Brief: Each of the entries below should be written out exactly as it reads.

Data to use:
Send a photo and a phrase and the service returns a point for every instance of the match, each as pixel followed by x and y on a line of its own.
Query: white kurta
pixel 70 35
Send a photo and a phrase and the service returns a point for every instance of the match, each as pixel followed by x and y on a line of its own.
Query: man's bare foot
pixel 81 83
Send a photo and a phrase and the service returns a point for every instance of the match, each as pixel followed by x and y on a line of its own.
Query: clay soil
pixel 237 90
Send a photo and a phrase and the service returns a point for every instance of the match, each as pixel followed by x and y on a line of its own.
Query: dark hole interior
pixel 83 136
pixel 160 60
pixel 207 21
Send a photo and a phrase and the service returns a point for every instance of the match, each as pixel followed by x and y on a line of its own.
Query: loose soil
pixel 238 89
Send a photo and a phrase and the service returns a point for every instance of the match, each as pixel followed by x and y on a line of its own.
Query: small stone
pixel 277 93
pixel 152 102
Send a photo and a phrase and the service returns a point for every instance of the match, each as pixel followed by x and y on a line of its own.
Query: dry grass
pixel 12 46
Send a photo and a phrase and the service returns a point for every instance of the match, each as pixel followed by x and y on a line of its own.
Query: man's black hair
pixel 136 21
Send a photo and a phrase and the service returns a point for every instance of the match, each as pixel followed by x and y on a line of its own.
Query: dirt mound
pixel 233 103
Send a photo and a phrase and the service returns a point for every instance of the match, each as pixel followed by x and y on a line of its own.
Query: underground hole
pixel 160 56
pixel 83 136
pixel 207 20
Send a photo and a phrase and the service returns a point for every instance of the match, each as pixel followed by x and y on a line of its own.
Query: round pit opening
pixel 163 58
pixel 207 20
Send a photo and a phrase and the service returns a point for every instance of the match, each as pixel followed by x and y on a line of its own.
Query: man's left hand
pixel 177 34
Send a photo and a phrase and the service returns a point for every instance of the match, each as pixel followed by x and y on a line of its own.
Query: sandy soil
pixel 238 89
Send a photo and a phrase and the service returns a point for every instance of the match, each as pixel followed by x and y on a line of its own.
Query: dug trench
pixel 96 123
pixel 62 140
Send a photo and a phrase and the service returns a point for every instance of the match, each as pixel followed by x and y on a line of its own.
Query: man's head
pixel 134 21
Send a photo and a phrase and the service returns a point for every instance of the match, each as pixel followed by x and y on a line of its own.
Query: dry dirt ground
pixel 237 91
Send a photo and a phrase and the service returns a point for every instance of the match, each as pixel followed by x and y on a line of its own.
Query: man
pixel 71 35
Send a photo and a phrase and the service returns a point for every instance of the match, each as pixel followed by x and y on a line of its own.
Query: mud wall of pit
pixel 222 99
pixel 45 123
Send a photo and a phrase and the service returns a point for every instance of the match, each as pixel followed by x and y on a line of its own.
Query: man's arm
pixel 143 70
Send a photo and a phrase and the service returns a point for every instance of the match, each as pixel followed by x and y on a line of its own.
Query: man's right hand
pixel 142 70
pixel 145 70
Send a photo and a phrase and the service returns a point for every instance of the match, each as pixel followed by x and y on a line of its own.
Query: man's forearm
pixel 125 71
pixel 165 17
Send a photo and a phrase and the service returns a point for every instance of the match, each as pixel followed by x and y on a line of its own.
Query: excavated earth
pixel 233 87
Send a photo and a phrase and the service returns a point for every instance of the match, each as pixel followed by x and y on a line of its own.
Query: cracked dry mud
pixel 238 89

Written solution:
Send a photo and a phrase and the service returns a point for every instance of the match, each as pixel followed by x and y on a line of its own.
Query: white kurta
pixel 70 35
Send a photo and a phrase and the service returns a point for every instance of the match, each as pixel followed by x and y on a line of its own.
Query: man's bare foot
pixel 81 83
Send a photo and a phrase and the service returns a point for every instance of the match, each as pixel followed by x and y on a line of its own.
Query: clay soil
pixel 237 90
Send a photo and a phrase and the service returns a point for every instance of the match, each as pixel followed by x and y on a line of its own.
Query: dark hole interior
pixel 83 136
pixel 160 60
pixel 207 21
Send a photo and a phrase and the service returns a point for every instance of the match, each as pixel followed by x and y on a line of its own.
Query: loose soil
pixel 238 89
Send a photo and a phrase and the service returns a point for every instance of the match, each as pixel followed by x and y on a line of its own.
Query: small stone
pixel 277 93
pixel 152 102
Send a photo and a phrase and the service returns a point for every instance of the match, each as pixel followed by x and y on a line of its own.
Query: dry grass
pixel 12 46
Send a photo and a phrase and the service returns a point for every instance of the match, each as pixel followed by x and y on a line of its own.
Query: man's black hair
pixel 136 21
Send a photo and a phrase and the service returns a point for every instance of the match, each as pixel followed by x and y on a line of its own.
Query: dirt mound
pixel 233 103
Send a photo and a phrase and the service returns a point for every instance of the match, each as pixel followed by x and y on a line of its own.
Query: underground hole
pixel 160 56
pixel 83 136
pixel 207 20
Send a photo and a phrase and the service returns a point for every instance of the match, each as pixel followed by x and y on a line of its own.
Query: round pit opening
pixel 163 58
pixel 207 20
Send a photo and a phrase and the service returns a point for every instance of the match, each as pixel followed by x and y on a line of its own.
Query: man's left hand
pixel 177 34
Send a photo and a phrase and the service returns a point for every instance of the match, each as pixel followed by x and y on a line of its own.
Query: sandy soil
pixel 238 89
Send a photo and a phrase and the service returns a point for every instance of the match, each as pixel followed by x and y on a line of its own.
Query: dug trench
pixel 96 123
pixel 62 140
Send a photo and a phrase and the service returns a point for every instance of the match, each as pixel followed by x and y on a line of its own.
Query: man's head
pixel 134 21
Send a photo and a phrase and the service returns a point for every instance of the match, each as pixel followed by x and y on a line of its own.
Query: dry dirt ground
pixel 237 91
Send a photo and a phrase and the service returns a point for every instance of the match, each as pixel followed by x and y on a line of its own.
Query: man
pixel 71 35
Send a photo and a phrase and the service returns a point for every instance of the match, each as pixel followed by x and y on a line of its own.
Query: mud wall of pit
pixel 222 99
pixel 45 123
Send a photo and a phrase and the service returns a point for every instance of the match, each as pixel followed by x and y on a line of its own.
Query: man's arm
pixel 143 70
Send a photo and a phrase and the service returns a point for every instance of the match, each as pixel followed by x and y on a line of its own.
Query: man's right hand
pixel 142 70
pixel 145 70
Send a photo and a phrase and the service returns a point for every instance of the match, each as pixel followed by x and y on a line of its own.
Query: man's forearm
pixel 125 71
pixel 165 17
Send a photo and a phrase and the service returns a point for every instance of the match, each as pixel followed by x and y on a line of its own.
Query: excavated earth
pixel 233 87
Send a photo and a phrase and the service returns a point for every instance of the match, each as pixel followed by x and y on a line of its own.
Query: cracked dry mud
pixel 238 89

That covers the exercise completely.